_Short problem A:_
Using the snow foam thread below, decide whether each statement agrees with it. Answer yes or no for each, quoting the deciding words exactly.
(i) KEV. estimates that his pressure washer is about ten years old.
(ii) jebus describes autofoam as very foamy.
(iii) KEV. plans to clean his Beemer next week.
_Short problem B:_
Answer these from the snow foam thread below:
(i) Which brand of foam does KEV. have?
(ii) Which Karcher model does KEV. think his washer is?
(iii) According to -Kev-, how should snow foam not be used?
_Short problem C:_
Take the snow foam thread below further by writing the post that follows its last header, continuing from the point where the thread stops.

# Snow foam too watery



## KEV. (Oct 22, 2007)

Guys, I need some advice. 
I've a Direct hoses lance for my karcher washer. I've got bilt hamber foam however it just won't sit on the car as in YouTube videos I've been watching. I've adjusted it from fully ,+ and - which makes a difference but still find I end up covering the car twice. Can I reduce the flow of water from my tap to make a difference?


----------



## jebus (Jun 2, 2009)

What dilution are you using in the bottle as that will have a big effect on the foam and which karcher do you have?


----------



## KEV. (Oct 22, 2007)

I'm using it neat, but my washer is pretty old. Got to be around 10 years old. Think it's a 114a ???


----------



## -Kev- (Oct 30, 2007)

Should'nt be using snow foam neat..


----------



## jebus (Jun 2, 2009)

it could be that the pressure washer is just giving up and can't kick out enough pressure, autofoam is not that foamy anyway but cleans well, do you have any pictures of what the foam looks like?


----------



## jebus (Jun 2, 2009)

I am pretty sure that the bilt hamber is supposed to be used neat in the bottle from what it says on the website.


----------



## KEV. (Oct 22, 2007)

Bilt Hamber is used neat, 1st time I did dilute but you can imagine what it looked like. I'm cleaning my Beemer tomorrow so will take some pics of how it lays.


----------



## TomWVXR (Mar 16, 2012)

_Information given:_
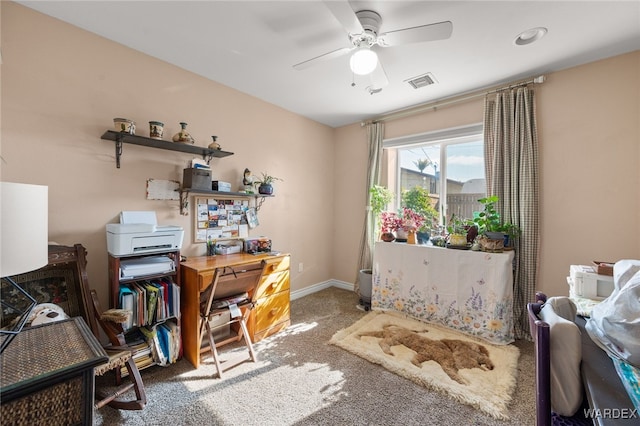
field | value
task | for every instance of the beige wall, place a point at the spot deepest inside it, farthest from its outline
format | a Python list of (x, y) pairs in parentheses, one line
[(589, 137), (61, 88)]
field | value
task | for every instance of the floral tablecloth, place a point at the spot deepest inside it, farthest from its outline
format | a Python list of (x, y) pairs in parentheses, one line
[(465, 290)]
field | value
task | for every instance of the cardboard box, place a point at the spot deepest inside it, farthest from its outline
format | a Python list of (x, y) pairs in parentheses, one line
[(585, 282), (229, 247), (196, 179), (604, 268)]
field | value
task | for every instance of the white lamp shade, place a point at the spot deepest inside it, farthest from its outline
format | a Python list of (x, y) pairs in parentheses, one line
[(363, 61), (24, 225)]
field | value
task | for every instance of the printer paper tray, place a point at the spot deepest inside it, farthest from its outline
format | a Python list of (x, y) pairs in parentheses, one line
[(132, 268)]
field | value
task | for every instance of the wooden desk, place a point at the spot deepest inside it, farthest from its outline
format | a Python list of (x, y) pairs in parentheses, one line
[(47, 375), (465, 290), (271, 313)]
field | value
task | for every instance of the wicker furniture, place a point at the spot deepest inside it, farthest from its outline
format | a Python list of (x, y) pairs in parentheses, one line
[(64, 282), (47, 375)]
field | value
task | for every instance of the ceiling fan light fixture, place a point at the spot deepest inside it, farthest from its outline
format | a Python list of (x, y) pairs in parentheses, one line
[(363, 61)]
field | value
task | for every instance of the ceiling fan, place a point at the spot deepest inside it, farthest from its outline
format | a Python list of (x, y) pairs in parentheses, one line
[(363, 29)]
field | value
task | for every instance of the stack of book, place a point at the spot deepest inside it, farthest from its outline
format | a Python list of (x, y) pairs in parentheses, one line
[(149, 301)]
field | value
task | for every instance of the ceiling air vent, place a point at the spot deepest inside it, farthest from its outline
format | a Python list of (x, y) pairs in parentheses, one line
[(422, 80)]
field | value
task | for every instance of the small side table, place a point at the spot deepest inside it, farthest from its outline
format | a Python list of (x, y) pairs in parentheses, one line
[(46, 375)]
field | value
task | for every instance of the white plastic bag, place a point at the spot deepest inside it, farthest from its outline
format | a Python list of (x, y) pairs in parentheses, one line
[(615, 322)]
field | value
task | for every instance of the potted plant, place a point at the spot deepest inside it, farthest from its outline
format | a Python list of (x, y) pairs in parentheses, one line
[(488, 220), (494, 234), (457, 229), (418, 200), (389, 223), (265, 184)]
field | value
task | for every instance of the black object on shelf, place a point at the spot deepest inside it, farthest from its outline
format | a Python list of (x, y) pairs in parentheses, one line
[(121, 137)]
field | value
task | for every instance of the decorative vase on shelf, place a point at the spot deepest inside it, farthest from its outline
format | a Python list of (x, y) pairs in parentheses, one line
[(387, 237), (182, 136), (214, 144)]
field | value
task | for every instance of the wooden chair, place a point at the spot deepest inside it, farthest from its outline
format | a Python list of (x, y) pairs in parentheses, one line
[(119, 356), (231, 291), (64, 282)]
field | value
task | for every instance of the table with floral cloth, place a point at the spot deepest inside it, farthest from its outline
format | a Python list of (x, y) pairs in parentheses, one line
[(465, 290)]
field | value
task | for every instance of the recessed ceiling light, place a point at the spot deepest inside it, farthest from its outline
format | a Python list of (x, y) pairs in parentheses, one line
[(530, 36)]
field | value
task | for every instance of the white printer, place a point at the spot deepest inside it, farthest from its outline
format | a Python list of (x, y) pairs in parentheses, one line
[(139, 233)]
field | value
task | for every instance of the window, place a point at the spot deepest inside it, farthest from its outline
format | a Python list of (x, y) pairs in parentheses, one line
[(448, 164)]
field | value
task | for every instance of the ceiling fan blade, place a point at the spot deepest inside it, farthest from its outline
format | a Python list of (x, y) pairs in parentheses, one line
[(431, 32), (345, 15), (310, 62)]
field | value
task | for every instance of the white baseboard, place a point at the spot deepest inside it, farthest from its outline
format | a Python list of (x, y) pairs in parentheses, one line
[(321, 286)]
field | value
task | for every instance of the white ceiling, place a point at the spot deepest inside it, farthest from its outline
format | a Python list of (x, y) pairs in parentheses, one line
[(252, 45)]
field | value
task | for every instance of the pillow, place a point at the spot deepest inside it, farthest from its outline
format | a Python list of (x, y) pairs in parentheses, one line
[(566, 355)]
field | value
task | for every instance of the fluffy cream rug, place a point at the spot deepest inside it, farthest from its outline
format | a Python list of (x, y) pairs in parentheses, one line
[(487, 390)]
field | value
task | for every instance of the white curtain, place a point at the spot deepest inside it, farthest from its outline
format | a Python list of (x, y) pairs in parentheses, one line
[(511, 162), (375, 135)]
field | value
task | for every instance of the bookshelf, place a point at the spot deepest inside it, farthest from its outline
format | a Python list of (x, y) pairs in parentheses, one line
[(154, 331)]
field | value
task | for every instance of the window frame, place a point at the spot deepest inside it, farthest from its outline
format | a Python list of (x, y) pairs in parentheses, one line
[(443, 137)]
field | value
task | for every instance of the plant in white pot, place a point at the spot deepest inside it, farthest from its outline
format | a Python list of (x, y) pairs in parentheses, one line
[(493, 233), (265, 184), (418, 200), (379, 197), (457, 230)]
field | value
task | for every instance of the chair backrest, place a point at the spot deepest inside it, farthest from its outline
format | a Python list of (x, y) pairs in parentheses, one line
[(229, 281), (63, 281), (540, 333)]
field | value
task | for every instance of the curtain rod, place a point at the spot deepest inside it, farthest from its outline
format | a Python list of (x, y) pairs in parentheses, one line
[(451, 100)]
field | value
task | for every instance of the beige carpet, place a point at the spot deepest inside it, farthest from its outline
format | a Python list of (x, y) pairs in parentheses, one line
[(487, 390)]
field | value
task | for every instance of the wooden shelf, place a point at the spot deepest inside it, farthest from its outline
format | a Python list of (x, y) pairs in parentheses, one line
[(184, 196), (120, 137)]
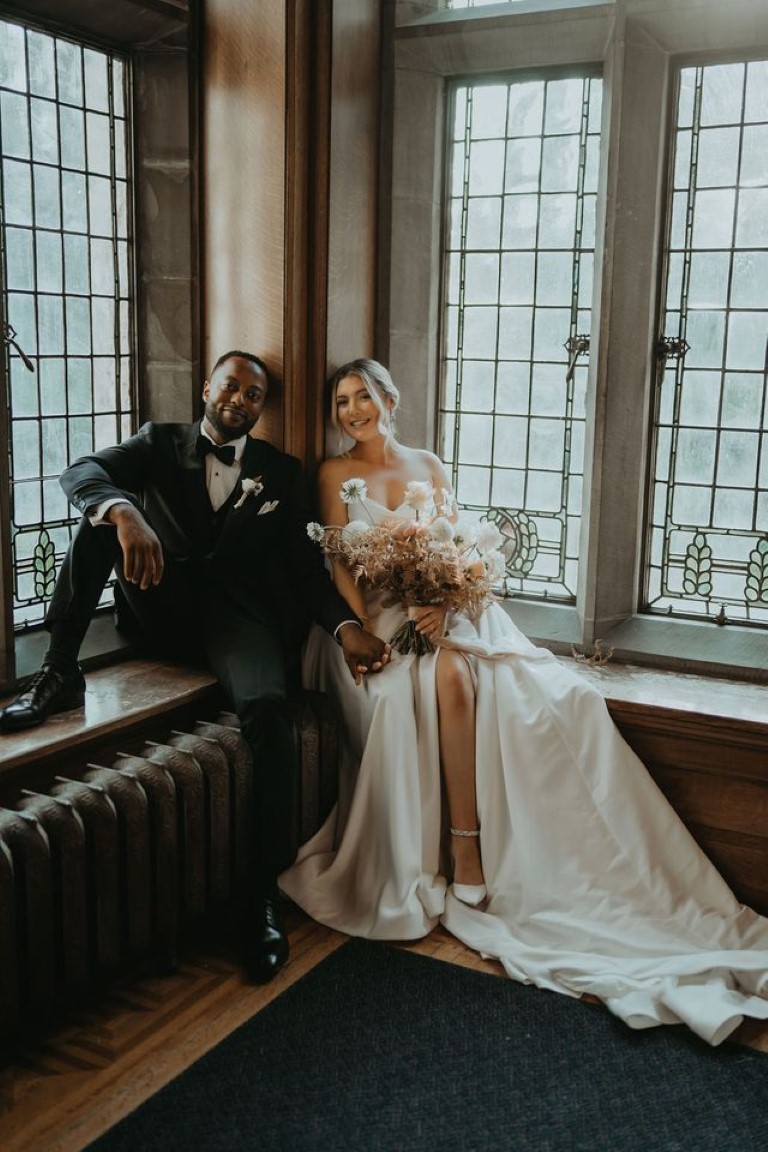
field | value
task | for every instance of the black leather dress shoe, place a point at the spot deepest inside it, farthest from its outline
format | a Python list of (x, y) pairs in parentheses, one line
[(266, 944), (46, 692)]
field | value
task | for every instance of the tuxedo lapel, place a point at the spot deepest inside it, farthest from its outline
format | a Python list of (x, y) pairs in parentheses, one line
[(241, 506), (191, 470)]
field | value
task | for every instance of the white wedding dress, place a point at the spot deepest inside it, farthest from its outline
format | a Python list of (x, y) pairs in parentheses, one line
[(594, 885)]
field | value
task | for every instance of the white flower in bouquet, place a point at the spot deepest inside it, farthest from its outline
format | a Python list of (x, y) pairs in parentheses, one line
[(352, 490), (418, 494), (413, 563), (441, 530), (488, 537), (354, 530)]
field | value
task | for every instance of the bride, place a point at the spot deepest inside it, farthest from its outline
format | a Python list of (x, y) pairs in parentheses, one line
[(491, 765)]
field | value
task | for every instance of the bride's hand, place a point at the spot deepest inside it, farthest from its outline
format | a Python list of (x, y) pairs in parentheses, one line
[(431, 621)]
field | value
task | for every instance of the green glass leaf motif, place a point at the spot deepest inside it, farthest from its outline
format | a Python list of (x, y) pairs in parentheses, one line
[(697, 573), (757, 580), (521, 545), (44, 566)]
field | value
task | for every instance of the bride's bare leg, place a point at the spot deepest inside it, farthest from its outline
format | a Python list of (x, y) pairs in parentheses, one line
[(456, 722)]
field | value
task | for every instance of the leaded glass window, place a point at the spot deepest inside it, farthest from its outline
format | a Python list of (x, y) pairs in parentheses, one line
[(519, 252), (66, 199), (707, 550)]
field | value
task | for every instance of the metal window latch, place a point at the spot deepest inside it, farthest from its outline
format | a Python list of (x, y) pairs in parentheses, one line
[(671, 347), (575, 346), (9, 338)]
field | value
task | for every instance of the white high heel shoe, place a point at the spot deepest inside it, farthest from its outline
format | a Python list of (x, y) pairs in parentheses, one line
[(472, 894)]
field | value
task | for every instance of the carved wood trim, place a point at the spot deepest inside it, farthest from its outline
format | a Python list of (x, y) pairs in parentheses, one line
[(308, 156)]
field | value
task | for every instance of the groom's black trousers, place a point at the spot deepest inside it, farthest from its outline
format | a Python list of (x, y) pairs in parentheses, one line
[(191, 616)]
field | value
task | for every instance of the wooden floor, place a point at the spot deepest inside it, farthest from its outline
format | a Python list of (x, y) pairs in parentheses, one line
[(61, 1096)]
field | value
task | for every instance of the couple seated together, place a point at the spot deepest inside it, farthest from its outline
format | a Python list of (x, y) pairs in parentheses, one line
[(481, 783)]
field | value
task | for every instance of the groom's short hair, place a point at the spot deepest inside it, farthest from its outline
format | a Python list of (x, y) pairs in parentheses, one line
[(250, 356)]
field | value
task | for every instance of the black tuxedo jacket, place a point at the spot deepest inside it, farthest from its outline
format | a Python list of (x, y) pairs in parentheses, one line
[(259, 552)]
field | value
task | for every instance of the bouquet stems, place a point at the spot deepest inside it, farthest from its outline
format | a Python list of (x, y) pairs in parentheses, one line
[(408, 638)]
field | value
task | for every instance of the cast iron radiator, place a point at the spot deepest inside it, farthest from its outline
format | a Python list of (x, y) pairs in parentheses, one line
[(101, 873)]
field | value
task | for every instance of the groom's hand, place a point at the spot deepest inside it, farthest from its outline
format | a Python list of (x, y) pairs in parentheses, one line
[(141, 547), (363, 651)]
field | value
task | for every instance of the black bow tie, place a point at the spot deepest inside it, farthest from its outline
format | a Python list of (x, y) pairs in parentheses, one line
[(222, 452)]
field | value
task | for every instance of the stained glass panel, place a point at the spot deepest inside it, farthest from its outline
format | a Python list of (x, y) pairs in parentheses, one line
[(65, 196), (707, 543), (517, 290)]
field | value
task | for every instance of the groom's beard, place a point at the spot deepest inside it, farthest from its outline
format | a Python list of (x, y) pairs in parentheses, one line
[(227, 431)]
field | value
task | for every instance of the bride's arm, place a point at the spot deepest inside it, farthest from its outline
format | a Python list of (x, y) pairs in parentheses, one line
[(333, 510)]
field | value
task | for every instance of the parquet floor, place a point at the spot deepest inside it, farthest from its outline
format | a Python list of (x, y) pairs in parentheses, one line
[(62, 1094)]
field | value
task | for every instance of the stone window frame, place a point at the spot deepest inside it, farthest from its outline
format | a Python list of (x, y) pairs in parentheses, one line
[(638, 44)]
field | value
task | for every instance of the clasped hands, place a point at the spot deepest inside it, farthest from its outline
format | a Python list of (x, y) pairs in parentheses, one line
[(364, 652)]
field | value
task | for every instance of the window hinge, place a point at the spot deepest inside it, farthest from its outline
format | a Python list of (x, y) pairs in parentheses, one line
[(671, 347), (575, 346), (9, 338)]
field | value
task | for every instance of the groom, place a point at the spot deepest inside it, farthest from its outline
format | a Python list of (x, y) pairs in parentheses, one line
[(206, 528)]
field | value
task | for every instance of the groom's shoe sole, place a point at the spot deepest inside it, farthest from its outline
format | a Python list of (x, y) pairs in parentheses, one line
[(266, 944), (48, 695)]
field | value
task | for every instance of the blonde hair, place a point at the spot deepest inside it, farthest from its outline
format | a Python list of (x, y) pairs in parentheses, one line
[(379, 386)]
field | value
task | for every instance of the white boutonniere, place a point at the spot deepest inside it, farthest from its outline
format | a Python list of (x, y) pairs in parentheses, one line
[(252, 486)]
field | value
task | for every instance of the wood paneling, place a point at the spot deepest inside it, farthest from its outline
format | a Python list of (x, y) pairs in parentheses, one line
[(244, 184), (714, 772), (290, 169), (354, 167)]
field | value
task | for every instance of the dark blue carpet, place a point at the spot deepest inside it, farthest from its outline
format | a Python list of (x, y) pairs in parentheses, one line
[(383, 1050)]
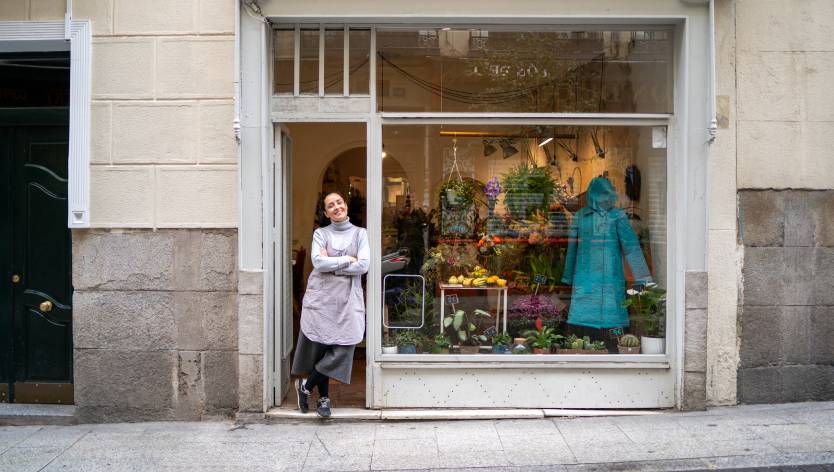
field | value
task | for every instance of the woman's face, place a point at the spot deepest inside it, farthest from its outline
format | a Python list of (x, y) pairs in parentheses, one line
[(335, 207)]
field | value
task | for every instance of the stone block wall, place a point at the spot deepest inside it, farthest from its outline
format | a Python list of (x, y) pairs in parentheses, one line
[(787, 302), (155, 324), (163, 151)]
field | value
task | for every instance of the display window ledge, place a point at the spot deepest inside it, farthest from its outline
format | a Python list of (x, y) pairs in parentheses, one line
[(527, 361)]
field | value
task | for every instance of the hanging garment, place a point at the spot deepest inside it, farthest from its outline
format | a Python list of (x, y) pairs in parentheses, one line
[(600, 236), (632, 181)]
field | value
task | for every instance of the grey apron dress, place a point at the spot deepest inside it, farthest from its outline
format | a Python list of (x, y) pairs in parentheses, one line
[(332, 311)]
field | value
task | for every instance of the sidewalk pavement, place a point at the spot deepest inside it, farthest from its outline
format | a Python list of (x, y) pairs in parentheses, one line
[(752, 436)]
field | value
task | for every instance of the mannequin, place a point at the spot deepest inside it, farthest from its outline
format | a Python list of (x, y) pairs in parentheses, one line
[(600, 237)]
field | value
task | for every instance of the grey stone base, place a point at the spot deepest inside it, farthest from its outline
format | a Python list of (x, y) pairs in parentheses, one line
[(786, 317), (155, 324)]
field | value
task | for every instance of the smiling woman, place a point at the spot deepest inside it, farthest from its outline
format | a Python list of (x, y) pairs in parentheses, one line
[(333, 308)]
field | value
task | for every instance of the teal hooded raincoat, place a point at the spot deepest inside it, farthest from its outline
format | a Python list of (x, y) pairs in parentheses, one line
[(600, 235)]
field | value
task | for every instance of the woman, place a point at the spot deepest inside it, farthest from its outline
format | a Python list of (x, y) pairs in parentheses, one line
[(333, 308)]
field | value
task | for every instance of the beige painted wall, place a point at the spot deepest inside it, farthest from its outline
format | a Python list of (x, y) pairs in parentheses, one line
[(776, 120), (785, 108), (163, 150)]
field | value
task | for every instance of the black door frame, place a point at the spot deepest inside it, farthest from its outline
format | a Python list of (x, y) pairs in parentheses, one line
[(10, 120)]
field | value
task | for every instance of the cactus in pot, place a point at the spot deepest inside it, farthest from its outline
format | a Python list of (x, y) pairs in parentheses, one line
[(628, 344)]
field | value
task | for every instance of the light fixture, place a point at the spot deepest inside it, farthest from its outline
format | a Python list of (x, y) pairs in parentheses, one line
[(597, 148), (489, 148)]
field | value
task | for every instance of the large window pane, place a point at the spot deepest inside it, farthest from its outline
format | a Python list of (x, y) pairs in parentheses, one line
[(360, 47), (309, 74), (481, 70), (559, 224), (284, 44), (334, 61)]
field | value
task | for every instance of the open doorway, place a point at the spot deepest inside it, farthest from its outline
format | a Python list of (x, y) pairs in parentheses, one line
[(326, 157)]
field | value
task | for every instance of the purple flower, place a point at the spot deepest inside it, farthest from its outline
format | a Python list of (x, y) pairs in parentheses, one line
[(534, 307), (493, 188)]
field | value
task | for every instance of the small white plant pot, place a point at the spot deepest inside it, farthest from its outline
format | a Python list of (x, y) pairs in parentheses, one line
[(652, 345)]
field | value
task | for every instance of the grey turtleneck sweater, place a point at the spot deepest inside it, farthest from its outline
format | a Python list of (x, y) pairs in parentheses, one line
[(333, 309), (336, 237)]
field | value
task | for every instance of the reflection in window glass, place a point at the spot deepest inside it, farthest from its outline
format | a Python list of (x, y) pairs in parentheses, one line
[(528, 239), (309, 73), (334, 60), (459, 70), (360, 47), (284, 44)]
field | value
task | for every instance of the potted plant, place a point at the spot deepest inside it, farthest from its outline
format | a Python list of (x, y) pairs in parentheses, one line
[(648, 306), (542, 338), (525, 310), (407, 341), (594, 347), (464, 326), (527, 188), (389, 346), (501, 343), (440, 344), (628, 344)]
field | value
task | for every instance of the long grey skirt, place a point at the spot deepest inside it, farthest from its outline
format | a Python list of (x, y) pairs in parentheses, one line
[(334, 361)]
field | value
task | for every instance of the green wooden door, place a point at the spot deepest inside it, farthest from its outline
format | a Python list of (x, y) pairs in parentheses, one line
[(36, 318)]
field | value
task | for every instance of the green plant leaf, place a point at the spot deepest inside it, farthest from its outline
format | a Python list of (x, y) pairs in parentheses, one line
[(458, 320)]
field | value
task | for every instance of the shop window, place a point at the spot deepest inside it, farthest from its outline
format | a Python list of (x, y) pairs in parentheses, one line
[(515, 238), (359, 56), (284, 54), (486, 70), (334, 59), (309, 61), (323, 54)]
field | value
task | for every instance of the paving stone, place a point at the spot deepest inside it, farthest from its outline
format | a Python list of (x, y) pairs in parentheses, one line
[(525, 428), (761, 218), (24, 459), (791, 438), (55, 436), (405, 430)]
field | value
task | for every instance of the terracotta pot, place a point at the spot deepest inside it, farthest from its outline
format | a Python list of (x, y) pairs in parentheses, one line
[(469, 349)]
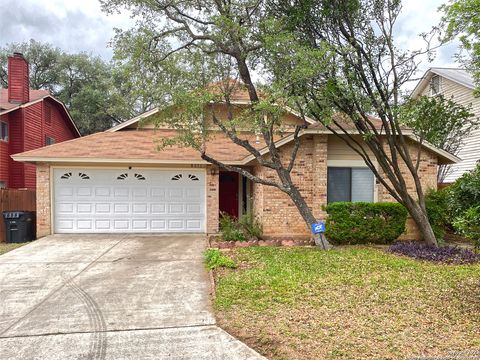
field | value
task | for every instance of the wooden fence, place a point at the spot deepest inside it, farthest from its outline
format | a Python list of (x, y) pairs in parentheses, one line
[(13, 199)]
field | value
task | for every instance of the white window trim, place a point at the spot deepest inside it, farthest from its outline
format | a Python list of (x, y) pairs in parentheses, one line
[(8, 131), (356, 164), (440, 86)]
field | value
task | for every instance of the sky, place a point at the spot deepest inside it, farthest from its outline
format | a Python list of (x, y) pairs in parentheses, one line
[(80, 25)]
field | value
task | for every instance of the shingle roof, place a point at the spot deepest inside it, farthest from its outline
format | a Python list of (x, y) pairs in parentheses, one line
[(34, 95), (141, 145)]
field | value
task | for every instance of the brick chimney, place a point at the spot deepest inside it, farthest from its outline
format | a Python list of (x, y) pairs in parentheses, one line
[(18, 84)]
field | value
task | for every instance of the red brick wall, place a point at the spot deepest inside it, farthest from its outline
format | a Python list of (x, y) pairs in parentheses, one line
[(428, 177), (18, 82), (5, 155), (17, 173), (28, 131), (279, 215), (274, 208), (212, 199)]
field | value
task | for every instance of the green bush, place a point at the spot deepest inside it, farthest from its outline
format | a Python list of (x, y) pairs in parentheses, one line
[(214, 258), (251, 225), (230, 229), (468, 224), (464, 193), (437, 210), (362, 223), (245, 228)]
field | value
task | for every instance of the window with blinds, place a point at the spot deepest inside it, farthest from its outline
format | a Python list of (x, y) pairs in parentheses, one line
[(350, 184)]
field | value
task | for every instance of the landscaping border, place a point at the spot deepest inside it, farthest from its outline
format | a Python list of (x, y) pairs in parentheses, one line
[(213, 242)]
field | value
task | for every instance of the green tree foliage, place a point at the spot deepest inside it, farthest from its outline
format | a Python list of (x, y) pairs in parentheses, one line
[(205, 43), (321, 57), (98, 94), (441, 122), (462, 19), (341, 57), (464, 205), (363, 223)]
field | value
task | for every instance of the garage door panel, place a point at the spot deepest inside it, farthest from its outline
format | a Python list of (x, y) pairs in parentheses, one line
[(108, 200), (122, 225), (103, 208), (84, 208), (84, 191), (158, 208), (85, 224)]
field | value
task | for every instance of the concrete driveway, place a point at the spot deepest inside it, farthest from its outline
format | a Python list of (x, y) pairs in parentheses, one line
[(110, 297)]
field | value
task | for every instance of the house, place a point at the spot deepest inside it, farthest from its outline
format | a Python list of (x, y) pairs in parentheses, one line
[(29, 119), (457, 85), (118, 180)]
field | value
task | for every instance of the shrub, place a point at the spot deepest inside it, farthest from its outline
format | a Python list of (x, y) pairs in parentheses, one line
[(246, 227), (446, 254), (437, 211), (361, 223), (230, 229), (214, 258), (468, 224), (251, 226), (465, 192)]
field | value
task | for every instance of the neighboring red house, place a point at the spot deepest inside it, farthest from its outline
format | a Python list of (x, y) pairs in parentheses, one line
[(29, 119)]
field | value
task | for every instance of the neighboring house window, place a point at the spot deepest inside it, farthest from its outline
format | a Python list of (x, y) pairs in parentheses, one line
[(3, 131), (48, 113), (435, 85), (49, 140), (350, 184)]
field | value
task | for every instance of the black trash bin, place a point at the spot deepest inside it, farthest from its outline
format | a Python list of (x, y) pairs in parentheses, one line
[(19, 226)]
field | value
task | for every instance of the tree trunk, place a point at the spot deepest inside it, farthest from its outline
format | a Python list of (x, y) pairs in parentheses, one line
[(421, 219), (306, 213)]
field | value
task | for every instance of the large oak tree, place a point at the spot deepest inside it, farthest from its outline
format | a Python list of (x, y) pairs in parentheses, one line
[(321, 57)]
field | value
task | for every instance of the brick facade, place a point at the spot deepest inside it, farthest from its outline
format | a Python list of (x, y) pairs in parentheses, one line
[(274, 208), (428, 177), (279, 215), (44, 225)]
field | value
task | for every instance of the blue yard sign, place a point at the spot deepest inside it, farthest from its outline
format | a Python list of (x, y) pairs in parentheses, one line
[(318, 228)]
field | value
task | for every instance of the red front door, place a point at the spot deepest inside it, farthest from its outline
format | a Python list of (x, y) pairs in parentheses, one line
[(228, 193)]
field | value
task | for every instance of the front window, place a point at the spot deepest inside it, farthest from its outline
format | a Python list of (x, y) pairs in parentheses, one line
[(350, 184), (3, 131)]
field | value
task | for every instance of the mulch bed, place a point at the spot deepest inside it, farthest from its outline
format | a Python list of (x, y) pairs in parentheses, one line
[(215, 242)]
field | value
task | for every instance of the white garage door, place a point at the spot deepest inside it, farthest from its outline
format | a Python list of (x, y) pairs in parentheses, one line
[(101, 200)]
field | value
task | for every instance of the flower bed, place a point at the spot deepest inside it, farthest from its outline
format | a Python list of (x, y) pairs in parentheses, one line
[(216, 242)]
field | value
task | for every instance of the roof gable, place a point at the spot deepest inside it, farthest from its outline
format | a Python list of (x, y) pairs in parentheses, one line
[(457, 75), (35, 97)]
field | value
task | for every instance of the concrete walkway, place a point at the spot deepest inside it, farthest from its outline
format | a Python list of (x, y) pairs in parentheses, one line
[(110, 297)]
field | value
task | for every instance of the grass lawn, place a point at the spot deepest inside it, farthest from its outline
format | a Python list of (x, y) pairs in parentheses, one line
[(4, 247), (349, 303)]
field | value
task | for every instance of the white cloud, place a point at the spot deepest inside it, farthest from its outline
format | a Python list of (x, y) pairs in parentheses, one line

_Exercise response A:_
(i) Yes: "Got to be around 10 years old."
(ii) No: "autofoam is not that foamy anyway but cleans well"
(iii) No: "I'm cleaning my Beemer tomorrow"

_Exercise response B:_
(i) Bilt Hamber
(ii) A 114a
(iii) Neat

_Exercise response C:_
Ive not once used Auto Foam neat, Always about 1.5 inches in the lance topped up with warm water and it works perfectly
Id check that the gauze in your lance isnt blocked


----------



## KEV. (Oct 22, 2007)

Shouldn't be blocked, it's brand new.


----------



## ianrobbo1 (Feb 13, 2007)

I may be getting the wrong end of the stick here, but are you saying the snow foam is just running off the car ?? I found that the only time I got snow foam to "stick" like on the various video's about, was on a car that had not been cleaned or had any polish on for some time, now my theory is that when I put snow foam onto a recently polished or regularly cleaned car it just slides off, due to the remains of the polish or protection previously applied stops it "gripping"!! and I was also under the impression the idea of snow foam was to get it to slide off the car taking much of the muck with it, rather than just sit there and needing jet washing off!!


----------



## rhinoman (Jul 9, 2013)

I've found that depending on the mix/dilution, I occasionally have to turn my lance down to get thicker foam, so try adjusting it regardless of what logic tells you.


----------



## XtrailAndy (Oct 14, 2013)

Yesterday I used a Foam Lance for the first time, and like the OP I used it with BH Autofoam. It took a little getting used to, but once I dialled in the minimum dilution ( turned fully to - ) the foam became thicker and sort of stuck to the car, maybe for about 5-8 min, but all the time gradually running off.

I put about 2 inches of the foam in the bottle and topped off with cold water to about 850ml, which I thought would be plenty ( cleaning a 4X4 ) but it only just lasted, so if using neat, as some have suggested, you would go through a 5L jerry can in no time at all.

Or is it a case of using Autofoam neat and just increasing the dilution?, I'll give this way a try next time.

Either way I wasn't that impressed with it through a foam lance ( maybe a case of me getting used to the product ), but I find it much more effective, with greater cleaning power when used through my Hozelock Pump Sprayer.


----------



## andspenka (Apr 19, 2014)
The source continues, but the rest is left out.